▸ **PROBLEM DETAILS**:
Each record must be reproduced exactly as it is shown.

>> Start

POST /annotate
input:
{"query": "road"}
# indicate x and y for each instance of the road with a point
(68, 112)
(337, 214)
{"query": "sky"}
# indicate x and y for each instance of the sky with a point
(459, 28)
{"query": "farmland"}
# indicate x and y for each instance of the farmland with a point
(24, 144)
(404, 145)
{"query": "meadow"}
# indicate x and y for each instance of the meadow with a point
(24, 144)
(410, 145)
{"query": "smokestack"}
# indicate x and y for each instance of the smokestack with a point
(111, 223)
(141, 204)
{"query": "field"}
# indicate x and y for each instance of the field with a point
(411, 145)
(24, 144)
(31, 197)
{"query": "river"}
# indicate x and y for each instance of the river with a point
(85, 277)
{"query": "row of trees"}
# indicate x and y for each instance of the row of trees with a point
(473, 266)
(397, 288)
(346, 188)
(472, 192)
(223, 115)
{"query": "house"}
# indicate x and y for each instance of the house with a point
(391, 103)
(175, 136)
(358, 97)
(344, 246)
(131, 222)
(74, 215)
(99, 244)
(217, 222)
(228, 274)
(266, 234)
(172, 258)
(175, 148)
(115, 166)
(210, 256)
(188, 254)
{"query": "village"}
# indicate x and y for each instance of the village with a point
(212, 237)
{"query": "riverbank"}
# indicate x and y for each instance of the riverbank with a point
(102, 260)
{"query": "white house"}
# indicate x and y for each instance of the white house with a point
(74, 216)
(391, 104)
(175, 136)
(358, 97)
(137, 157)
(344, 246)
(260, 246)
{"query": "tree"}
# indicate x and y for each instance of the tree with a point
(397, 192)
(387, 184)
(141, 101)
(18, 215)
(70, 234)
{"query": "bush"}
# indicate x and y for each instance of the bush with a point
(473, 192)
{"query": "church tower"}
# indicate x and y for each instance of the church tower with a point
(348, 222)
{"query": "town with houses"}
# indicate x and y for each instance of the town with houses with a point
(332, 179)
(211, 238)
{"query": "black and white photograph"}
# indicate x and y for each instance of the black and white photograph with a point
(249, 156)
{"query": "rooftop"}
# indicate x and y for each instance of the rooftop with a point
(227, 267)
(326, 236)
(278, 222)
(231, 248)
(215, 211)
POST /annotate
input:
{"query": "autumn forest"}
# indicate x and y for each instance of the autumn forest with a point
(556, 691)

>> End

▸ **EXERCISE RESPONSE**:
POST /annotate
input:
{"query": "road"}
# indicate x and y for each instance of the road with a point
(68, 112)
(337, 214)
{"query": "sky"}
# indicate x and y for each instance of the sky with a point
(459, 28)
{"query": "farmland"}
# indicate x and y for each instance of the farmland with a point
(24, 144)
(404, 145)
{"query": "meadow"}
# indicate x and y for each instance of the meadow with a point
(24, 144)
(410, 145)
{"query": "smokestack"}
# indicate x and y for each instance of the smokestack with a point
(111, 223)
(141, 204)
{"query": "field"}
# indicate x and y for each instance of the field with a point
(411, 145)
(24, 144)
(31, 197)
{"query": "river"}
# indicate x and y for each instance of the river with a point
(85, 277)
{"query": "row of trees"}
# indicate x and y for each instance of the row of trees with a point
(473, 266)
(397, 288)
(346, 188)
(472, 192)
(223, 115)
{"query": "house"}
# indicate x and y for each instance of the house with a point
(391, 103)
(175, 136)
(358, 97)
(344, 246)
(131, 222)
(74, 215)
(99, 244)
(217, 222)
(228, 274)
(266, 234)
(172, 258)
(175, 148)
(115, 166)
(210, 256)
(188, 254)
{"query": "village"}
# indicate x and y for each instance of the village with a point
(212, 237)
{"query": "riverbank"}
# indicate x and y for each instance of the riverbank with a point
(102, 260)
{"query": "white house"}
# indicate x and y for each instance of the white house with a point
(74, 216)
(391, 104)
(175, 136)
(358, 97)
(137, 157)
(344, 246)
(260, 246)
{"query": "tree"}
# indicate x and y for each instance of the tree with a point
(397, 192)
(387, 184)
(141, 101)
(18, 215)
(70, 234)
{"query": "bush"}
# indicate x and y for each instance of the bush with a point
(473, 192)
{"query": "church tower"}
# indicate x and y for each instance of the church tower with a point
(348, 222)
{"query": "town with houses"}
# indicate x and y for each instance of the town with houses with a point
(332, 179)
(211, 238)
{"query": "black and white photograph"}
# indicate x and y for each instance of the black and white photograph with a point
(249, 156)
{"query": "rooftop"}
# indicate x and y for each instance of the rooftop with a point
(227, 267)
(326, 236)
(278, 222)
(231, 248)
(215, 211)
POST /annotate
input:
{"query": "autumn forest"}
# indicate x and y for each instance of the autumn forest with a point
(556, 691)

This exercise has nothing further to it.